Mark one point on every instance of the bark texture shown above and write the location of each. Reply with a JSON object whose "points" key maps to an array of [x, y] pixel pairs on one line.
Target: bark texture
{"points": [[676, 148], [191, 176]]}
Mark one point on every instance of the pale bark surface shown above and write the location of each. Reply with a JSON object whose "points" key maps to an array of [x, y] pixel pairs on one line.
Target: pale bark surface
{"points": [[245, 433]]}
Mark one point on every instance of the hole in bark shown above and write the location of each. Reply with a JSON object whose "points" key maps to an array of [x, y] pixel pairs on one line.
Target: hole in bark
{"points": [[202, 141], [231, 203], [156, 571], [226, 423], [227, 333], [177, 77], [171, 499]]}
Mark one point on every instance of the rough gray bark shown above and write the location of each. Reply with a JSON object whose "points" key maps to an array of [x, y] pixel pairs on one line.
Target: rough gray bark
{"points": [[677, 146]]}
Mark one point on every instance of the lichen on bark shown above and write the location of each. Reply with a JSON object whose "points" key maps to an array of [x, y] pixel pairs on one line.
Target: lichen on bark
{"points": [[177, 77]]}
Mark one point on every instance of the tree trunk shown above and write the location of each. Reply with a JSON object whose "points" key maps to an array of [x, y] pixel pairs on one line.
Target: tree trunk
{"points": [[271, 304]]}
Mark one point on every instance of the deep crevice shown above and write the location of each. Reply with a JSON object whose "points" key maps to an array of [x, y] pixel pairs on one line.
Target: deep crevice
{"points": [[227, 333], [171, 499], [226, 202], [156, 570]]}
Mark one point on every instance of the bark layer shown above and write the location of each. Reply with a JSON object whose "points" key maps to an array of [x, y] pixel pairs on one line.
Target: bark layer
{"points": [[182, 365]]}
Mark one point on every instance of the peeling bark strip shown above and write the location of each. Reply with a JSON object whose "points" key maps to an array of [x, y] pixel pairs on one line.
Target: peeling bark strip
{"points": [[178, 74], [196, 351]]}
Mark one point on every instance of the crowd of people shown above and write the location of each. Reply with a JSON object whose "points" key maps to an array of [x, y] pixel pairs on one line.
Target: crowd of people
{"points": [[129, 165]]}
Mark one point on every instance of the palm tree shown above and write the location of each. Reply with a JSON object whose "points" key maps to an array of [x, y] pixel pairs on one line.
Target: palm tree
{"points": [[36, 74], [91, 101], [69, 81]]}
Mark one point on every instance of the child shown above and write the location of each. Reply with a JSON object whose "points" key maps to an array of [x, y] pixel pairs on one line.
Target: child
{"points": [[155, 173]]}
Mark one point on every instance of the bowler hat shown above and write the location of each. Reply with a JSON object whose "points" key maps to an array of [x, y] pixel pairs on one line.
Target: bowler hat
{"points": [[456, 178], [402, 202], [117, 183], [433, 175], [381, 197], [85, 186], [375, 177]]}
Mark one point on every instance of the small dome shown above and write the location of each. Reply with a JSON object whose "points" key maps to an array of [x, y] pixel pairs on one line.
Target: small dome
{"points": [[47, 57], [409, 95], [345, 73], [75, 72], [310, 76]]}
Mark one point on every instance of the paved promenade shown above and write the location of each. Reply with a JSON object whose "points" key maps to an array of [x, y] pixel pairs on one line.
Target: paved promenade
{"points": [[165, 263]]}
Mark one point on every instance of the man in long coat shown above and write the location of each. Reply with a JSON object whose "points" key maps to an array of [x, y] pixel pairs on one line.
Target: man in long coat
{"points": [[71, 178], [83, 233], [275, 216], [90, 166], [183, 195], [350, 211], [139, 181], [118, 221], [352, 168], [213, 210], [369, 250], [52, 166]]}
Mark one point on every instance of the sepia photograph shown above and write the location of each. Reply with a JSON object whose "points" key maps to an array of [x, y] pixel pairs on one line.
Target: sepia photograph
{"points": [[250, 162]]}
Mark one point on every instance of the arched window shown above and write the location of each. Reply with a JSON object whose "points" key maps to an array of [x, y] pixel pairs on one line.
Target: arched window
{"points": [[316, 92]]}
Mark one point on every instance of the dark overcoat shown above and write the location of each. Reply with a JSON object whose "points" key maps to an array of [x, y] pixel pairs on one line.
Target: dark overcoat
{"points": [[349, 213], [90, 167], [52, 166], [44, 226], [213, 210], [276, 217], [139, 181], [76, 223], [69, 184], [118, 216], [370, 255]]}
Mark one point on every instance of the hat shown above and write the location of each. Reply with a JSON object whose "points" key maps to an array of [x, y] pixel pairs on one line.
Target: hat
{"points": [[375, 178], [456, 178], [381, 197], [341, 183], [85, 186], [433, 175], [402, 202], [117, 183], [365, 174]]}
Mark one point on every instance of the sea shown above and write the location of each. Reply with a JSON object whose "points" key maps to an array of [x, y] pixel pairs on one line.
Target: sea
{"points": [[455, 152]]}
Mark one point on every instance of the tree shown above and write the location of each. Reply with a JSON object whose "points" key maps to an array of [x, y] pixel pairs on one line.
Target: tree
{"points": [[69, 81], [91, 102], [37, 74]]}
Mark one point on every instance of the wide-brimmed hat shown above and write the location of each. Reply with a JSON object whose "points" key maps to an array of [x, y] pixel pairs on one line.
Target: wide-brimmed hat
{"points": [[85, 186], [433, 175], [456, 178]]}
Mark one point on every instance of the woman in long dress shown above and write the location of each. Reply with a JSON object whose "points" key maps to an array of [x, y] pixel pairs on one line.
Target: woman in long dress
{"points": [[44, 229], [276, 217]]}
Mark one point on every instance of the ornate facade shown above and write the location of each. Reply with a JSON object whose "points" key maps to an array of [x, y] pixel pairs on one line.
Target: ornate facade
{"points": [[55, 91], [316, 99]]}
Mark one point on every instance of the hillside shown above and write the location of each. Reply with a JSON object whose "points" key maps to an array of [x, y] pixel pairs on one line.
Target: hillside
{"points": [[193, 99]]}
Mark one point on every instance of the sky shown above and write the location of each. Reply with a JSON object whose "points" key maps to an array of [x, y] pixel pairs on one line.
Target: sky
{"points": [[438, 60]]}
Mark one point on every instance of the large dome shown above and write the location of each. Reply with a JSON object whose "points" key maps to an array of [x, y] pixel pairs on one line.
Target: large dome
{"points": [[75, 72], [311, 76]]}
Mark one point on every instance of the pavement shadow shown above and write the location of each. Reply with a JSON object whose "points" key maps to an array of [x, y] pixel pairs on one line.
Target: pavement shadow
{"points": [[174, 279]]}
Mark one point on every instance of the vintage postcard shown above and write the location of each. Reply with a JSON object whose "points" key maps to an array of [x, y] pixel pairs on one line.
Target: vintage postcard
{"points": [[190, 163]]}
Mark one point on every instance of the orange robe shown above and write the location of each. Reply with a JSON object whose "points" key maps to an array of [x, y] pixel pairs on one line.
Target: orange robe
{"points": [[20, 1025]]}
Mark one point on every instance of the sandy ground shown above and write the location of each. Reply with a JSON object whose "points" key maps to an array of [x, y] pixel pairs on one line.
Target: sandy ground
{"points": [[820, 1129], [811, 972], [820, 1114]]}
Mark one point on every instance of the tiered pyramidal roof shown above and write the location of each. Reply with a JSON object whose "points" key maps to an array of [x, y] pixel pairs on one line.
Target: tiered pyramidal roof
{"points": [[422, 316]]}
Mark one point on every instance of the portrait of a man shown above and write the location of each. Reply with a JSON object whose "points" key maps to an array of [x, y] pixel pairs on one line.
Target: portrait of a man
···
TASK PROMPT » Pull out each record as written and restate it exactly.

RESULT OF THE EXERCISE »
Mark one point on every instance of the bark texture shown above and write the location of each. Reply with a JSON object whose "points" key maps to an array of [x, y] pixel pairs on one line.
Target: bark texture
{"points": [[676, 148], [191, 176]]}
Mark one point on every instance of the pale bark surface shown above and write the location of each. Reply with a JSON object whose "points" key maps to an array of [x, y] pixel pairs on one line.
Target: pale bark surface
{"points": [[245, 433]]}
Mark one point on every instance of the hole in bark shown above and write the location of each. Reply with a JSON object whose "points" key maps to an array of [x, y] pixel pairs on one line.
Target: hole in bark
{"points": [[202, 141], [231, 203], [156, 571], [226, 423], [227, 333], [177, 77], [171, 499]]}
Mark one point on every instance of the rough gray bark shown above and write the location of each. Reply with a JSON object whose "points" key maps to an array of [x, y] pixel pairs on one line.
Target: rough gray bark
{"points": [[677, 146]]}
Mark one point on every instance of the lichen on bark shown above and write the location of each. Reply with a JSON object whose "points" key maps to an array of [x, y] pixel pairs on one line.
Target: lichen on bark
{"points": [[177, 77]]}
Mark one point on every instance of the tree trunk shown above and write the location of each. Reply with a JSON object whose "points" key maps to an array of [x, y] pixel pairs on one line.
Target: tree trunk
{"points": [[271, 304]]}
Mark one point on every instance of the deep crevice shown above and write the location of each. Reply with a JSON object whose "points" key maps to an array of [x, y] pixel pairs on one line.
Target: deep crevice
{"points": [[227, 333], [171, 499], [226, 202], [156, 570]]}
Mark one point on every instance of the bark layer shown above and write the location of each. Reply with a JSON object whose "points" key maps to an array of [x, y] pixel pairs on one line.
Target: bark layer
{"points": [[182, 365]]}
Mark one point on every instance of the peeling bark strip shown above and write the location of each. Reply with a JSON object whose "points" key maps to an array of [x, y] pixel pairs on one line.
Target: peeling bark strip
{"points": [[178, 74], [196, 351]]}
Mark one point on every instance of the crowd of people shown above and write the location of each. Reply with a JSON object whose "points" key maps to an array of [x, y] pixel pairs on one line.
Target: crowd of people
{"points": [[129, 165]]}
Mark one point on every instance of the palm tree shown above and write the location of each. Reply with a JSON object whose "points" key maps to an array of [x, y] pixel pairs on one line.
Target: palm tree
{"points": [[36, 74], [91, 101], [69, 81]]}
Mark one point on every instance of the child shown above and write the location of each. Reply with a JSON object whose "points" key maps to an array of [x, y] pixel pairs on one line.
Target: child
{"points": [[155, 173]]}
Mark one point on every instance of the bowler hat shown above and write the location of each. Reply with a JSON object whose "points" key maps to an array of [x, y] pixel pairs on one line.
Target: bowler hat
{"points": [[456, 178], [402, 202], [117, 183], [433, 175], [381, 197], [85, 186], [375, 177]]}
Mark one point on every instance of the small dome shown above and write the location of each. Reply with a JSON object whose "points" key maps to an array of [x, y] pixel pairs on one line.
Target: small dome
{"points": [[47, 57], [409, 95], [345, 73], [75, 72], [310, 76]]}
Mark one point on every instance of the paved promenade shown above and write the location of each. Reply with a JSON object whose "points" key maps to an array of [x, y] pixel pairs on one line.
Target: paved promenade
{"points": [[165, 263]]}
Mark one point on every instance of the man in long coat shown above and write the location of each. Reply with a JSON object whose "points" key maps to an array of [x, y] pixel pairs on one line.
Target: man in long coat
{"points": [[71, 178], [83, 233], [275, 216], [90, 166], [183, 195], [350, 211], [139, 181], [118, 221], [352, 168], [213, 210], [369, 250], [52, 166]]}
Mark one point on every instance of the sepia photograph shown above and write the location of each. Reply with a JSON object whose "points" key maps to an array of [x, y] pixel pairs on one line.
Target: sepia photograph
{"points": [[250, 162]]}
Mark one point on every instance of the arched window shown above and write the location of each. Reply with a JSON object whose "points" key maps to an array of [x, y] pixel pairs on one line.
Target: arched window
{"points": [[316, 92]]}
Mark one point on every instance of the dark overcoat shown above and write the location of each. Reply with a JSON object whose "points" key maps to an array of [x, y] pixel pairs on one line.
Target: dark overcoat
{"points": [[349, 213], [90, 167], [52, 166], [44, 226], [213, 210], [276, 217], [139, 181], [76, 223], [69, 184], [118, 216], [370, 255]]}
Mark one point on every instance of the hat shown above and write the location of each. Reply with a JSON object whose "points" key maps to an array of [x, y] pixel pairs on one line.
Target: hat
{"points": [[375, 178], [456, 178], [381, 197], [341, 183], [85, 186], [433, 175], [402, 202], [117, 183], [365, 174]]}
Mark one point on every instance of the sea shown above and write the location of each. Reply with a JSON object whose "points" key maps to an array of [x, y] pixel pairs on one line.
Target: sea
{"points": [[455, 152]]}
Mark one point on every instance of the tree shown above and write the location of each. Reply with a JSON object whose "points" key maps to an array of [x, y] pixel pairs on one line.
Target: tree
{"points": [[69, 81], [91, 102], [37, 74]]}
Mark one point on every instance of the wide-brimmed hat shown above and write the location of each. Reply with a JSON object whose "points" key maps to an array of [x, y] pixel pairs on one line.
Target: wide-brimmed hat
{"points": [[85, 186], [433, 175], [456, 178]]}
Mark one point on every instance of the woman in long dress shown above and write the location of each. Reply with a JSON object whose "points" key maps to an array of [x, y] pixel pairs on one line.
Target: woman in long dress
{"points": [[44, 229], [276, 217]]}
Mark one point on every instance of the ornate facade shown above and write the location of each. Reply with a JSON object whose "points" key maps to an array of [x, y] pixel pairs on one line.
Target: ornate facade
{"points": [[55, 91], [316, 99]]}
Mark one point on every instance of the hillside shown above and write the location of each. Reply with a JSON object whose "points" key maps to an array of [x, y] pixel pairs on one line.
Target: hillside
{"points": [[193, 99]]}
Mark one point on every instance of the sky shown above and write the location of each. Reply with a JSON object whose "points" key maps to an array of [x, y] pixel pairs on one line.
Target: sky
{"points": [[438, 60]]}
Mark one point on every instance of the large dome shown above and write the location of each. Reply with a JSON object whose "points" key maps to an array of [x, y] pixel pairs on one line.
Target: large dome
{"points": [[75, 72], [311, 76]]}
Mark one point on every instance of the pavement shadow shown above and write the location of each. Reply with a JSON object whose "points" key maps to an array of [x, y] pixel pairs on one line.
Target: pavement shadow
{"points": [[174, 279]]}
Mark one point on every instance of the vintage postcard shown above and write the location of each. Reply with a JSON object whose "points" key maps to an array of [x, y] pixel pairs on one line.
Target: vintage postcard
{"points": [[190, 163]]}
Mark one point on every instance of the orange robe shown above and write the location of each. Reply with a JSON object whose "points" key maps to an array of [x, y] pixel pairs on one line.
Target: orange robe
{"points": [[20, 1025]]}
Mark one point on every instance of the sandy ground shown above and write the location of each. Reply with a JSON object whose "points" key maps to an array of [x, y] pixel pairs on one line.
Target: sandy ground
{"points": [[820, 1129], [811, 972], [820, 1114]]}
Mark one point on every instance of the tiered pyramidal roof shown above and write the location of each. Reply with a JSON object whose "points" key maps to an array of [x, y] pixel pairs on one line.
Target: tiered pyramidal roof
{"points": [[422, 316]]}
Mark one point on every instance of the portrait of a man shown above and write the location of each. Reply with a JSON object whose "points" key maps to an array of [x, y] pixel pairs on one line.
Target: portrait of a man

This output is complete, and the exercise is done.